Colorado Court of Appeals, 2021

Marriage of MacKenzie

Marriage of MacKenzie
Colorado Court of Appeals · Decided October 21, 2021

Marriage of MacKenzie

Opinion

20CA1246 Marriage of MacKenzie 10-21-2021
COLORADO COURT OF APPEALS
Court of Appeals No. 20CA1246
City and County of Denver District Court No. 19DR30646
Honorable Ericka F.H. Englert, Judge
In re the Marriage of
John Jason MacKenzie,
Appellee,
and
Kelie Gwen Plank-MacKenzie,
Appellant.
JUDGMENT AFFIRMED AND CASE
REMANDED WITH DIRECTIONS
Division II
Opinion by JUDGE BERGER
Román and Yun, JJ., concur
NOT PUBLISHED PURSUANT TO C.A.R. 35(e)
Announced October 21, 2021
Colorado Family Law Project, Maha Kamal, Denver, Colorado, for Appellee
Gill & Ledbetter, LLP, Anne Whalen Gill, Castle Rock, Colorado, for Appellant
1
¶ 1
In this dissolution of marriage case between Kelie Gwen Plank-
MacKenzie (wife) and John Jason MacKenzie (husband), wife
appeals the district court’s confirmation of an arbitration award
concerning the division of their marital estate, entered after the
court denied her motion to vacate, modify, or correct the award. We
affirm the judgment and remand the case for further proceedings on
appellate attorney fees.

* * * * *

## Requirement 1
Say whether each statement agrees with the court opinion. Answer yes or no and quote the deciding words. (a) The wife appealed the district court's confirmation of an arbitration award. (b) Judge Yun wrote the opinion. (c) The case came from the City and County of Denver District Court.
## Requirement 2
According to the court opinion, which attorney and organization represented the appellee?
The items that come next have no connection to the court opinion.

* * * * *

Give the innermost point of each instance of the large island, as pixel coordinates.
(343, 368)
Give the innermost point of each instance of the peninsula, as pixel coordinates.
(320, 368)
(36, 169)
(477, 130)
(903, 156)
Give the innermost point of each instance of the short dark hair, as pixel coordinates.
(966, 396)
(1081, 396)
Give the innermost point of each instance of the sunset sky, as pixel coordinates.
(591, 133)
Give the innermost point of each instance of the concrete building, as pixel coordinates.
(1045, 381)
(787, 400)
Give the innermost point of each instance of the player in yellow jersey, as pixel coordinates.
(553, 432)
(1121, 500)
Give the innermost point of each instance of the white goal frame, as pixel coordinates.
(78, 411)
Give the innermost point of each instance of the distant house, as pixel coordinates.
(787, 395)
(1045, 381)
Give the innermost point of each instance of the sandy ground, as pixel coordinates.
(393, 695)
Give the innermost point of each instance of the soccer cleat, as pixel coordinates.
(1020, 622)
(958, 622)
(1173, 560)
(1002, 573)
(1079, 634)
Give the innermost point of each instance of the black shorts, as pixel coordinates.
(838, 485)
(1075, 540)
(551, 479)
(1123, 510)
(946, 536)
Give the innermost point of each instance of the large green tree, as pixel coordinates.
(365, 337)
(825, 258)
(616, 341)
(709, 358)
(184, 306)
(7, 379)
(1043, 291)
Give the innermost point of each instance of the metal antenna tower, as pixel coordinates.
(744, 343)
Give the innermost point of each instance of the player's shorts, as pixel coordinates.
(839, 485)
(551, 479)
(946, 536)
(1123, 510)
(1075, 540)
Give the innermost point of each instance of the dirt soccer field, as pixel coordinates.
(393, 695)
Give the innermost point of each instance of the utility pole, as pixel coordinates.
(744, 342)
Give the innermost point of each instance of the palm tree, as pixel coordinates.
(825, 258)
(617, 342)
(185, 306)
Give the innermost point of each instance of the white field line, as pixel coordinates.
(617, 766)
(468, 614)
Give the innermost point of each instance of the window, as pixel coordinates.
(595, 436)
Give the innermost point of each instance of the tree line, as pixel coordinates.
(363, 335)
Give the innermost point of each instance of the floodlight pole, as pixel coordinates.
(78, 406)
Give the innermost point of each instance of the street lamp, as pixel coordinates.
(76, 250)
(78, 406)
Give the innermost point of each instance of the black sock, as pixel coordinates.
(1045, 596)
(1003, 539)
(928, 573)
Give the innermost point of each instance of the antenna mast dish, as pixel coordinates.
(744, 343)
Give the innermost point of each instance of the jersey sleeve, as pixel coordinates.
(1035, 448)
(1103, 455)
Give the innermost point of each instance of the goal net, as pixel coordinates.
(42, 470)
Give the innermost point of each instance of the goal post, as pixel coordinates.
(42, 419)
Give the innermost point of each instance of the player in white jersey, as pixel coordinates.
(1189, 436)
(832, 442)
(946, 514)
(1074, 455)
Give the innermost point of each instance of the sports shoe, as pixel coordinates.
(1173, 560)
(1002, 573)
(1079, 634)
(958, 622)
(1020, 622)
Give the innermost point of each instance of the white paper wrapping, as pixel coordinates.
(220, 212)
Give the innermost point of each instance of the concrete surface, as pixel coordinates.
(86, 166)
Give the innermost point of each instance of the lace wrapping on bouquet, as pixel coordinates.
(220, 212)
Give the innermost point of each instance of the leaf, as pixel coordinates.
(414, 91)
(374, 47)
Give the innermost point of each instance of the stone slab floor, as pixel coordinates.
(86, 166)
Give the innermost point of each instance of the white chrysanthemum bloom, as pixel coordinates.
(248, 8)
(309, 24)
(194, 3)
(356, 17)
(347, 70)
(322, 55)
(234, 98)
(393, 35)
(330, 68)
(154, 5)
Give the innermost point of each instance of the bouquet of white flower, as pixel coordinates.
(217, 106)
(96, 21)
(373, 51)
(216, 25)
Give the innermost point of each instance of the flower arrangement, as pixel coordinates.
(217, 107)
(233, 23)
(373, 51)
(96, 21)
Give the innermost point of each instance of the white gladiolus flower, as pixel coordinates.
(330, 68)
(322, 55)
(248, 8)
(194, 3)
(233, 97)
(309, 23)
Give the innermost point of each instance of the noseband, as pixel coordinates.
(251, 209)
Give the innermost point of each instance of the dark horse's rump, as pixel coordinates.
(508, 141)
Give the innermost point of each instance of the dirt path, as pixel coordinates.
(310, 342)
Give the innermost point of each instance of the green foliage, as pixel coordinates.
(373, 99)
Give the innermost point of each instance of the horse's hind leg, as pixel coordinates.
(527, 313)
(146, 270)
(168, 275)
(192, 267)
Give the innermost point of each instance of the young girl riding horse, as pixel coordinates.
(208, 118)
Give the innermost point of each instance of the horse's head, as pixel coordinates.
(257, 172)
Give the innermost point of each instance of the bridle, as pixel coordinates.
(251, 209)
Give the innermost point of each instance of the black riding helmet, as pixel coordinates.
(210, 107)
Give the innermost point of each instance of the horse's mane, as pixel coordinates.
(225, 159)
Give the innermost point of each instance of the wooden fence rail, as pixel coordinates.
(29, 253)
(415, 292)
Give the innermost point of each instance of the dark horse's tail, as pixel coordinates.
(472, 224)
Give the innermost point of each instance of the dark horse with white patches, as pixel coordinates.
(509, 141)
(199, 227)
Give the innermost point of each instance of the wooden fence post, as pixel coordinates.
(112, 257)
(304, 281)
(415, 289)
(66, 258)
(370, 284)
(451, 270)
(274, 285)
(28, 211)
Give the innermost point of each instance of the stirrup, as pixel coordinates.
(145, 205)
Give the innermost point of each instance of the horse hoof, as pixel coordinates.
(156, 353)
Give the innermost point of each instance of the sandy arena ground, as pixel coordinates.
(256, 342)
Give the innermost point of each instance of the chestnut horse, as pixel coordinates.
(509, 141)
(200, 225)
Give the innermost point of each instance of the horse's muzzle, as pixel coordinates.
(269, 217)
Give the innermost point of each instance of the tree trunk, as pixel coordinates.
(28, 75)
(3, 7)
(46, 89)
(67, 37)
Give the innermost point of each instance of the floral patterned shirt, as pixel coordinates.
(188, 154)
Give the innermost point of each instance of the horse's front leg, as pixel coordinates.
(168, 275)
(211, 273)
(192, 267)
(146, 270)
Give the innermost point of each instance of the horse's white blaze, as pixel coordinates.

* * * * *

## Correct response 1
(a) Yes: "wife appeals the district court’s confirmation of an arbitration award"
(b) No: "Opinion by JUDGE BERGER"
(c) Yes: "City and County of Denver District Court No. 19DR30646"

## Correct response 2
Maha Kamal of the Colorado Family Law Project, Denver, Colorado, represented the appellee.